Since there were a number of \(\hat{k} > 0.7\) indicating an unreliable calculation of \(\hat{elpd}\) using PSIS-LOO for both models, we perform K-fold cross validation with \(K=10\) following Vehtari, Gelman, and Gabry (2016).
# Load R packages
library(ggplot2)
library(scales)
library(hexbin)
library(tidyr)
library(dplyr)
library(MASS)
library(rstan)
library(loo)
library(matrixStats)
rstan_options(auto_write = TRUE)
options(mc.cores = parallel::detectCores())
set.seed(42)
iter <- 2000
chains <- 3
We use the same data as before, but we create 10 lists, so that each list has 9/10 of the observations as training data and 1/10 of the observations as held out data. In order to avoid having very few or no observations of a given participant in the training set of some list, we group the data by participants before doing the split.
load("dataNIG-SRC.Rda")
# save the order of the data frame
dexp$row <- as.numeric(as.character(row.names(dexp)))
if (!file.exists("ldata.Rda")) {
# The following code prevents that there will be a fold without a
# participant (or where a participant is underrepresented) (There might be a
# simpler way) Assuming K = 10, the procedure is the following: 1) We
# extract 1/10 of the data and save it in the list G with k = 1; 2) We
# extract 1/9 of the remaining data and save it with k = 2; 3) We extract
# 1/8 of the remaining data and save it with k = 3; 4) ...; 10) We extract
# all the data the data and save it with k = 10
K <- 10
d <- dexp
G <- list()
for (i in 1:K) {
G[[i]] <- sample_frac(group_by(d, participant), (1/(K + 1 - i)))
G[[i]]$k <- i
d <<- anti_join(d, G[[i]], by = c("participant", "item", "winner", "RT",
"condition", "row"))
}
# We create a dataframe again:
dK <- bind_rows(G)

__Set tasks__:
a. In the cross-validation text, why is the data grouped by participants before it is split?
b. Continue the cross-validation text from its last line of R code.
The data placed after the cross-validation text is separate material, unrelated to that text.

__Data block__:
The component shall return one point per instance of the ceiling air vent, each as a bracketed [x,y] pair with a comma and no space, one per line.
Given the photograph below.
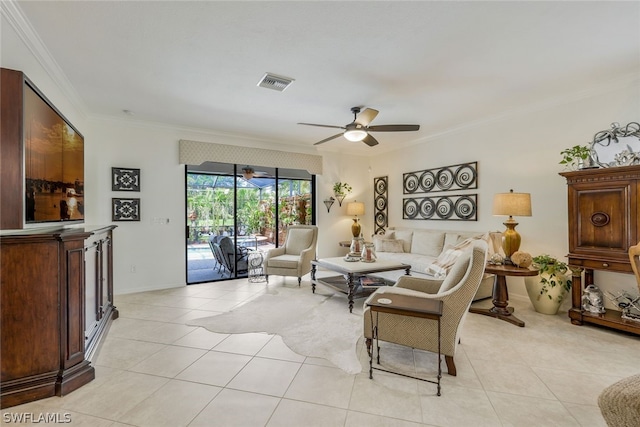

__Per-task answers__:
a. To avoid having very few or no observations of a given participant in the training set of some list.

b.
# We save the order of the dataframe
dK <- dK[order(dK$row), ]
ldata <- plyr::llply(1:K, function(i) {
list(N_obs = nrow(dK), winner = dK$winner, RT = dK$RT, N_choices = max(dK$winner),
subj = as.numeric(as.factor(dK$participant)), N_subj = length(unique(dK$participant)),
item = as.numeric(as.factor(dK$item)), N_item = length(unique(dK$item)),
holdout = ifelse(dK$k == i, 1, 0))
})
save(ldata, file = "ldata.Rda")
} else {
load("ldata.Rda")
}
# All the folds include all the participant
for (k in 1:10) {
print(paste0("Fold = ", k, "; N_subj = ", ldata[[k]]$N_subj, "; N_heldout = ",
sum(ldata[[k]]$holdout)))
}
## [1] "Fold = 1; N_subj = 182; N_heldout = 364"
## [1] "Fold = 2; N_subj = 182; N_heldout = 364"
## [1] "Fold = 3; N_subj = 182; N_heldout = 364"
## [1] "Fold = 4; N_subj = 182; N_heldout = 364"
## [1] "Fold = 5; N_subj = 182; N_heldout = 364"
## [1] "Fold = 6; N_subj = 182; N_heldout = 363"
## [1] "Fold = 7; N_subj = 182; N_heldout = 364"
## [1] "Fold = 8; N_subj = 182; N_heldout = 355"
## [1] "Fold = 9; N_subj = 182; N_heldout = 364"
## [1] "Fold = 10; N_subj = 182; N_heldout = 322"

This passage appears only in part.